CHALLENGE: Render the records below as a Markdown table, starting at their first line and ending at the line that contains "x=330 y=593". Use the columns Row, holding a running number, and Entry, holding the line, and leave out blank lines.

RAW RECORDS:
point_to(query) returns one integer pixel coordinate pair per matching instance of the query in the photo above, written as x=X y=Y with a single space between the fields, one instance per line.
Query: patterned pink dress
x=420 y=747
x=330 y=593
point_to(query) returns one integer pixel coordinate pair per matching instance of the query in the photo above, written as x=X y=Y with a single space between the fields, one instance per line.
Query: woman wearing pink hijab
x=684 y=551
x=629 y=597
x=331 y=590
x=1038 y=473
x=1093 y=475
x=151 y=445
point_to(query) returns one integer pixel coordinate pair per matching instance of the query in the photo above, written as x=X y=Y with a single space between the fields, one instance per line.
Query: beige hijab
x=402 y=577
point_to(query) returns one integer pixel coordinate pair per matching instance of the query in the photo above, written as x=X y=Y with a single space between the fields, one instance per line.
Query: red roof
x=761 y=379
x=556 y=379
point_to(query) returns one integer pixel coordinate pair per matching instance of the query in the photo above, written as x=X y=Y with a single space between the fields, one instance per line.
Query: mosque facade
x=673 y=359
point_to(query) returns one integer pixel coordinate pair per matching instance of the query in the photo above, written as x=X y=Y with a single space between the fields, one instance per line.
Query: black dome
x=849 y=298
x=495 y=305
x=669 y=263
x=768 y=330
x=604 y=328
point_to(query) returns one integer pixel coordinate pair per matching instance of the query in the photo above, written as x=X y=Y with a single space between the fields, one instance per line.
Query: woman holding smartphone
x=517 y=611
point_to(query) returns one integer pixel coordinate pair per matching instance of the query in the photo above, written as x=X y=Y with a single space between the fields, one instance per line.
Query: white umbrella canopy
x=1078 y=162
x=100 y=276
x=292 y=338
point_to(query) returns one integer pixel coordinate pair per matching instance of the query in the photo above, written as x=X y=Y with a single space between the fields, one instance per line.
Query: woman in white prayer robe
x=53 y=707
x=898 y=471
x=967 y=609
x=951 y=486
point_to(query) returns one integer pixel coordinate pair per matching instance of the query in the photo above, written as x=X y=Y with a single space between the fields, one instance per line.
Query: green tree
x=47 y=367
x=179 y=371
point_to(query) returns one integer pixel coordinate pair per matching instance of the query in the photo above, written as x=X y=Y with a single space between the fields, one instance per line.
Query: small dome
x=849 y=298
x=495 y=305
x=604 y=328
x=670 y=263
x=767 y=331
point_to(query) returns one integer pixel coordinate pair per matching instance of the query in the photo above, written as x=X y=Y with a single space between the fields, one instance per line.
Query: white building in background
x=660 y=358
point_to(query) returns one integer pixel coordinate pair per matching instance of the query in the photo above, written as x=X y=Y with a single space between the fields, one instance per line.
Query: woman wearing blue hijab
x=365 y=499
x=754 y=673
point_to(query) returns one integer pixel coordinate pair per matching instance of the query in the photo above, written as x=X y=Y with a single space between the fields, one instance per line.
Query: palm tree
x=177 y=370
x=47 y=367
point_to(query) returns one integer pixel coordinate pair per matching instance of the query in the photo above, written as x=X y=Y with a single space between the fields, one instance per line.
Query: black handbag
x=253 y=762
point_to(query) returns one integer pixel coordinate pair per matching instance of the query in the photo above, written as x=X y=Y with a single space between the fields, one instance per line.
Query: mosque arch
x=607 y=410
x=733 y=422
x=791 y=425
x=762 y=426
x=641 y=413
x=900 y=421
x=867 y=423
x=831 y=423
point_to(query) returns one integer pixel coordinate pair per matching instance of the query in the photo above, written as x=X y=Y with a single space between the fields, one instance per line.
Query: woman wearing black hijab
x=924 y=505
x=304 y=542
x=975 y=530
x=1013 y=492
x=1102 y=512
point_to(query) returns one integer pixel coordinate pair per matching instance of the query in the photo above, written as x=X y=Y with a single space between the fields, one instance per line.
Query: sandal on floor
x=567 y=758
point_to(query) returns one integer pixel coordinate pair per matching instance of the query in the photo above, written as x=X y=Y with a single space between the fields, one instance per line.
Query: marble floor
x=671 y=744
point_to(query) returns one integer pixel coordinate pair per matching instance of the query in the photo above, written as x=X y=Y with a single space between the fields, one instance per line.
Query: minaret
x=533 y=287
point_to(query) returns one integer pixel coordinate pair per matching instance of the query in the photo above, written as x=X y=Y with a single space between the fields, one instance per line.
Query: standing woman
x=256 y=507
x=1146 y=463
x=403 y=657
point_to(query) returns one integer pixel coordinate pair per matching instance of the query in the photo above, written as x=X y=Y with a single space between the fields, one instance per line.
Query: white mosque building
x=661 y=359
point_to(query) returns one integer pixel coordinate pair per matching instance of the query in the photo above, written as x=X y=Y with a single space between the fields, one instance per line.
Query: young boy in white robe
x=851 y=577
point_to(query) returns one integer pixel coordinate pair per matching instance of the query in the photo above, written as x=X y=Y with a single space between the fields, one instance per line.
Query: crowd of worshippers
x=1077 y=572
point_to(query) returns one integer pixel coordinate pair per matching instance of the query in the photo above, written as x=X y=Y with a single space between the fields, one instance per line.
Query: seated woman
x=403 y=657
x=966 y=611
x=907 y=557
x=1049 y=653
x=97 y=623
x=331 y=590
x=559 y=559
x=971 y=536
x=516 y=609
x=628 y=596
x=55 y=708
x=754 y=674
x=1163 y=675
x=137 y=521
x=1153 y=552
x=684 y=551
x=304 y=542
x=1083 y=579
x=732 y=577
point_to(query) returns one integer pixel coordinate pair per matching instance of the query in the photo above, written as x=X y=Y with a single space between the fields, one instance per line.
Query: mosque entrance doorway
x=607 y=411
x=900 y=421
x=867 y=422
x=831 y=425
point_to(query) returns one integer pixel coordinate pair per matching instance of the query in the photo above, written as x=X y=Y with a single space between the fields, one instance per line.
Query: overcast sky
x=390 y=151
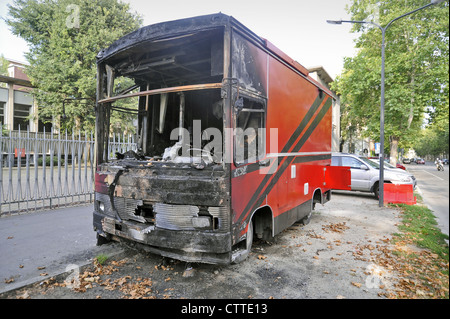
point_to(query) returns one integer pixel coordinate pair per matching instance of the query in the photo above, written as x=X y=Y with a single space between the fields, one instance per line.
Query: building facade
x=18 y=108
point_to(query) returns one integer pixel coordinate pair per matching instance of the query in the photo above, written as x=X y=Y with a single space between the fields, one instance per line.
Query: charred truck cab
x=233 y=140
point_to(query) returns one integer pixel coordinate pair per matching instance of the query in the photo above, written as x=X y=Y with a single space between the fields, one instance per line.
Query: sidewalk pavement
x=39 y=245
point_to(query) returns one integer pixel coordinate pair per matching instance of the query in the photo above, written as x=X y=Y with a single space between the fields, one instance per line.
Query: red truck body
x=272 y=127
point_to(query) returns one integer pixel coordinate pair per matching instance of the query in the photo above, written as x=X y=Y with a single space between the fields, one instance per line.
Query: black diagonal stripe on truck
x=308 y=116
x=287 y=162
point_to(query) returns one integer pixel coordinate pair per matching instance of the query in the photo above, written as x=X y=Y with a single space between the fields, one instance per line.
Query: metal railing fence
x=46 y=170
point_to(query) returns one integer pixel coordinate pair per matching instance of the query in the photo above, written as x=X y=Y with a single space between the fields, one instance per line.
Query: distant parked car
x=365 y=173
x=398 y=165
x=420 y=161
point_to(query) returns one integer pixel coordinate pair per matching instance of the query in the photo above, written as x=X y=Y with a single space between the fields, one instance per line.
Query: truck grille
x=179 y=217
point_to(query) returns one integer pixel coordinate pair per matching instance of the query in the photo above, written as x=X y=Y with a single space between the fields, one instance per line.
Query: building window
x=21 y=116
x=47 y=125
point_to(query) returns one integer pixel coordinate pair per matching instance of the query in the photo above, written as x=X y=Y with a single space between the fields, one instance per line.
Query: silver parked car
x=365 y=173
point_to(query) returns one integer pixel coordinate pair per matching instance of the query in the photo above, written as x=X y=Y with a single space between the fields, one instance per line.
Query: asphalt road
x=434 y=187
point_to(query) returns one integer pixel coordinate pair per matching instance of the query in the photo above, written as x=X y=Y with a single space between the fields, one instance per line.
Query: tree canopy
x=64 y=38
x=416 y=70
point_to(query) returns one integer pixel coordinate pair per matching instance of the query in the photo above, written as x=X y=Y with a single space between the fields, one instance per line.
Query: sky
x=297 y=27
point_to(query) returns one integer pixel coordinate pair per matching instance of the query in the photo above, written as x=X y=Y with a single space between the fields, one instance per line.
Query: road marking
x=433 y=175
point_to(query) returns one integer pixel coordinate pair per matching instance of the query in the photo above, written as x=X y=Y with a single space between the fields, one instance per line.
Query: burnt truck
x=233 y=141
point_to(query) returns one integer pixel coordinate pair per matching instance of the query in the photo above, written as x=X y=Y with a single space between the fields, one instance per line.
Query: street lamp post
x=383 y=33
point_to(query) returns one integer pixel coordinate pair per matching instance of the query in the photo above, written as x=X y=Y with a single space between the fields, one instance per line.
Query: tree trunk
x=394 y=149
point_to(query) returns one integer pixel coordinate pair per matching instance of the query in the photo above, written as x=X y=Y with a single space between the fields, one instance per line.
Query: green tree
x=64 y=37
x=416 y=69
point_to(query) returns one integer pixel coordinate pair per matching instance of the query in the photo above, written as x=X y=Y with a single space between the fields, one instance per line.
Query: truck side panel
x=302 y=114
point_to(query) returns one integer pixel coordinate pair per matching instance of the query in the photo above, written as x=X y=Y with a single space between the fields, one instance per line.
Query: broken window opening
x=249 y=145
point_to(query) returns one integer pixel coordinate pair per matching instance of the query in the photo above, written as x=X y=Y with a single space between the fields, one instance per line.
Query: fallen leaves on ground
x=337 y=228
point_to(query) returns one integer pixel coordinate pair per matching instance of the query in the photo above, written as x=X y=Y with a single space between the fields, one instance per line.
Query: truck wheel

WRITTEN ANSWER:
| Row | Entry |
|---|---|
| 1 | point_to(query) returns one integer pixel coordinate pair per matching instance of the query in the photo above, written as x=X y=Y with a single space between the fields, one instance per line. |
| 2 | Query: patterned pink dress |
| 3 | x=420 y=747 |
| 4 | x=330 y=593 |